• PROVIDED TEXT:
Start of Block
Plan ahead to make your great escape
WITH Ireland's economic- growth forecast axed in half and eurozone mayhem raging on, things are not exactly looking peachy for the jobs market.
The Greeks might be burning German flags and rioting in the streets, but many Irish people are making a more silent protest -- they're getting out of Dodge.
Over 40,000 Irish citizens emigrated last year, going all over the world but especially to Australia, the UK, the US, Canada and New Zealand.
Here are some expenses to factor for if you're thinking of heading away.
With €175bn worth of construction projects going ahead Down Under, demand for workers of all kinds is high.
An incredible 28,000 people headed to Australia to work last year, although many went on year-long working-holiday visas. By all accounts there is plenty of work to be had but County Bondi is crowded and Sydney is expensive.
Australia changed its visa-price arrangements in January 2012, so it's worth double-checking the details. A working-holiday visa costs about €101 and other types of work visa start at €1,709, plus other costs.
End of Block
• RECORDED DATA:
Start of Block
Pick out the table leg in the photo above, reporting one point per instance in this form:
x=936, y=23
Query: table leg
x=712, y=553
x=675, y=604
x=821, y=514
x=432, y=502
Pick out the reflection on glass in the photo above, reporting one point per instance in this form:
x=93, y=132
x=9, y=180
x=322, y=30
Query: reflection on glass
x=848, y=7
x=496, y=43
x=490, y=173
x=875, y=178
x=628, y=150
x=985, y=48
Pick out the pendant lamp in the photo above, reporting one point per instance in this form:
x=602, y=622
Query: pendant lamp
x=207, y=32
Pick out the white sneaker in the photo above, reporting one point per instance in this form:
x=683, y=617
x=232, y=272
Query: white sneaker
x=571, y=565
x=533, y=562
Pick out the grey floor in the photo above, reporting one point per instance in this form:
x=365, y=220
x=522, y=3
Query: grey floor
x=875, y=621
End of Block
Start of Block
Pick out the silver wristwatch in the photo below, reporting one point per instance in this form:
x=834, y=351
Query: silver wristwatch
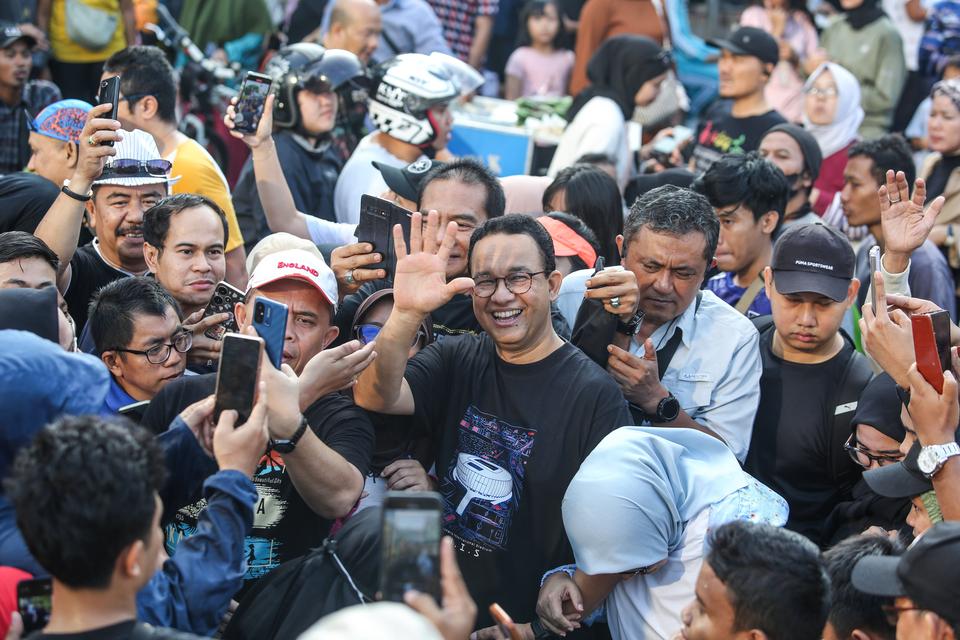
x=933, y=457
End of Block
• TRY IT:
Translate this sentence from the article on Irish emigration into Spanish: "Over 40,000 Irish citizens emigrated last year, going all over the world but especially to Australia, the UK, the US, Canada and New Zealand." The records have no connection to the text.

• TASK RESPONSE:
Más de 40.000 ciudadanos irlandeses emigraron el año pasado, yendo a todas partes del mundo, pero especialmente a Australia, el Reino Unido, Estados Unidos, Canadá y Nueva Zelanda.